Records:
☆ ☆ ☆ ☆ ☆

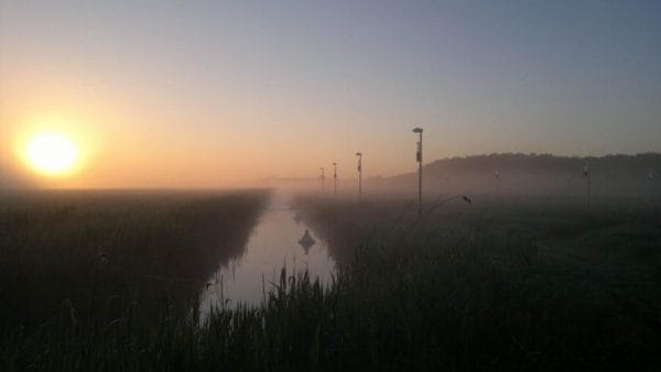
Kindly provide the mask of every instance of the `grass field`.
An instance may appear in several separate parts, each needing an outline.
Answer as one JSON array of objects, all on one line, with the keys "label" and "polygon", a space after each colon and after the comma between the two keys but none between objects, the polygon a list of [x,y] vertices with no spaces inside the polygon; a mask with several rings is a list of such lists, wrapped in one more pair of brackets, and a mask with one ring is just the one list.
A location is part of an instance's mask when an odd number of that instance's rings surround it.
[{"label": "grass field", "polygon": [[655,207],[459,198],[418,221],[405,201],[300,198],[340,265],[335,281],[283,270],[261,306],[220,305],[201,324],[199,281],[240,254],[263,194],[71,198],[2,206],[4,370],[661,363]]}]

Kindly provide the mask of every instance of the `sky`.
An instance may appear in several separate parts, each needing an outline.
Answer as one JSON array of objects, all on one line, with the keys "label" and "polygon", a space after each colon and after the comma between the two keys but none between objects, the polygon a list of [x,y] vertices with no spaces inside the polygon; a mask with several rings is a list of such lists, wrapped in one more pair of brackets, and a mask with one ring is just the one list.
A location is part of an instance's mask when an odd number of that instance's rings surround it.
[{"label": "sky", "polygon": [[[661,152],[661,1],[0,2],[4,176],[355,177],[494,152]],[[21,152],[55,130],[76,172]]]}]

☆ ☆ ☆ ☆ ☆

OBJECTIVE: Please rewrite the data above with "Kindly provide" changed to "Give" everywhere, leaving everything else as is and omitting the pictures.

RESULT:
Give the mask of every instance of the `grass field`.
An instance may appear in several separate parts, each needing an outline.
Answer as one JSON array of objects, all on one line, with the keys "label" and "polygon", a space after each colon and after the comma between the two keys but none between objects, the polygon a list of [x,y] vertices with no spaces inside the polygon; a mask with several rings is a list of such lists, wrapped in one more pair of brackets, and a mask with one ring is just the one list.
A location is part of an instance's mask when an odd number of that instance's rings surround it.
[{"label": "grass field", "polygon": [[655,207],[459,198],[418,221],[405,201],[300,198],[340,265],[335,281],[283,270],[261,306],[220,305],[201,324],[199,281],[240,254],[263,194],[71,198],[2,206],[4,370],[661,363]]}]

Give the mask of every instance of the `sky`.
An instance may appear in several separate parts, each needing an outline.
Answer as one JSON array of objects, all on one line, with the keys "label" and "polygon", a space after each colon and after the comma between the two keys but none between objects, the polygon a list of [x,y] vertices with no spaces inside the polygon; a mask with several rings is a list of such lists, wrapped in one more pair of brackets, and a mask with one ring is just the one list.
A location is part of an instance's mask when an odd number of that instance's rings surround it.
[{"label": "sky", "polygon": [[[661,152],[661,1],[0,2],[4,176],[355,177],[494,152]],[[21,152],[55,130],[76,172]]]}]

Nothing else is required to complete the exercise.